## WHAT IS REQUIRED
Report every line in the records below that contains the word "jacket".

## MATERIAL FOR THIS EXERCISE

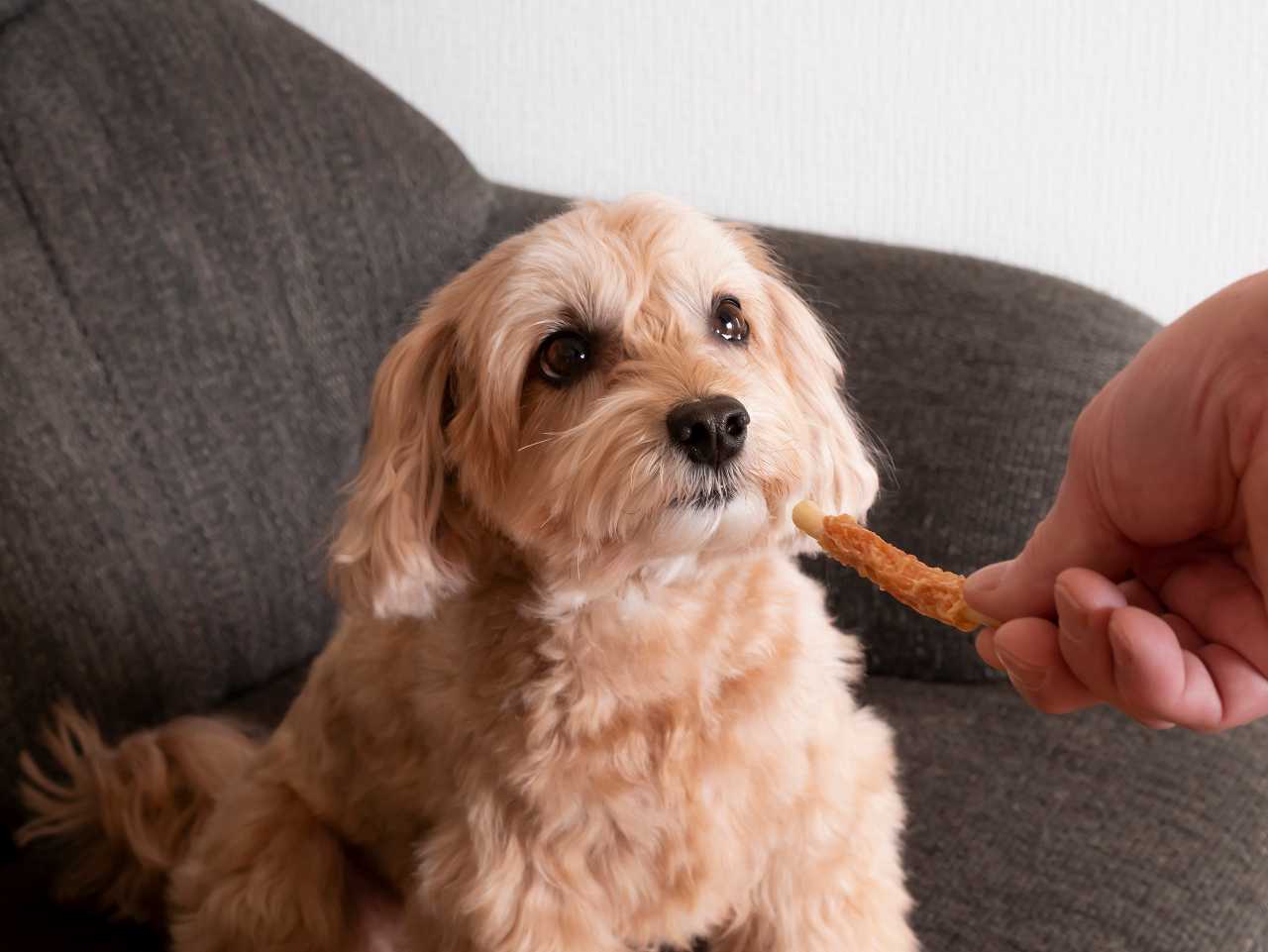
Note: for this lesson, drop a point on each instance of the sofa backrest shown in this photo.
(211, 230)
==
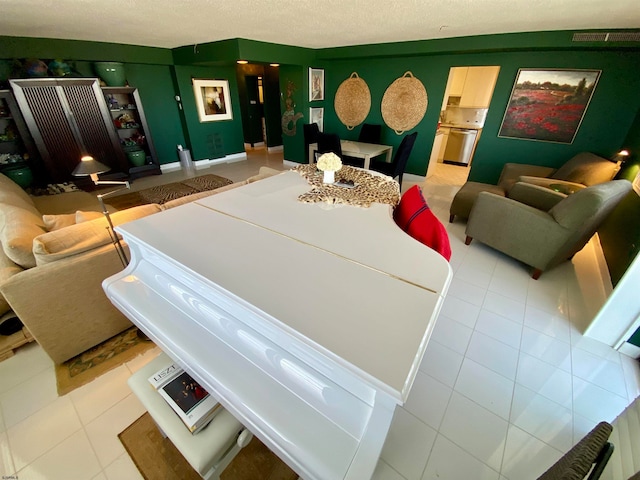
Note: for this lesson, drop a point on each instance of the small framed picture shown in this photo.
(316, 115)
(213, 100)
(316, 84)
==
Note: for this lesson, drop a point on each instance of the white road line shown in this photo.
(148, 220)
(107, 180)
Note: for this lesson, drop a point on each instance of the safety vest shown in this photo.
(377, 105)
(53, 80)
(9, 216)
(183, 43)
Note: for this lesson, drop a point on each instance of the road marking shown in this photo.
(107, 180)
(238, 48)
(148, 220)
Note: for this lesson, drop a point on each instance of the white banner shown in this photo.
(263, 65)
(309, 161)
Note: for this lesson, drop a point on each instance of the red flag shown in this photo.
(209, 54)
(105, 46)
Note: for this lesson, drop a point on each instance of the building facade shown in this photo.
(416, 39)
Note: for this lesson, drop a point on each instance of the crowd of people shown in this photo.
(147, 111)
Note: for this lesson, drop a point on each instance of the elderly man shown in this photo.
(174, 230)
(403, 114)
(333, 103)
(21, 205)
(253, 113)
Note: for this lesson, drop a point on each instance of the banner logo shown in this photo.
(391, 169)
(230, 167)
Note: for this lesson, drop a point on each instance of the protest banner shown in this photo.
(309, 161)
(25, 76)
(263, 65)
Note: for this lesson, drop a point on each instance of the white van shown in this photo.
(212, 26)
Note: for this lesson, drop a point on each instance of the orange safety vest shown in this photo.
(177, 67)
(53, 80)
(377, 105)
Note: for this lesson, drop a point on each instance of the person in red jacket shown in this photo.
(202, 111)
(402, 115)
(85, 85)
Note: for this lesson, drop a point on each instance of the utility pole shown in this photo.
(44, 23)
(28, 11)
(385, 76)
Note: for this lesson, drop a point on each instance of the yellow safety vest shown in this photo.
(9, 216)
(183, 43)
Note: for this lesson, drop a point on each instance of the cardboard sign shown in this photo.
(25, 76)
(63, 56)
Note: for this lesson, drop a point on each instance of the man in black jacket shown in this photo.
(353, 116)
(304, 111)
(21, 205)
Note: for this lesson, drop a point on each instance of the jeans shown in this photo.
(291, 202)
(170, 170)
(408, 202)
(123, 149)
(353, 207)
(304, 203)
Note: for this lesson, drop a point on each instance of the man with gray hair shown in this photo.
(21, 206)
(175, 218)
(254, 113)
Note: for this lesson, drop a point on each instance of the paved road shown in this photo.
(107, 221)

## SOLUTION TO THIS PROBLEM
Note: for this lesson, drop a point on each instance of the person in red jacket shown in this photo.
Note: for this lesson, drop a point on each instance of the man in black jacket shown in this photo.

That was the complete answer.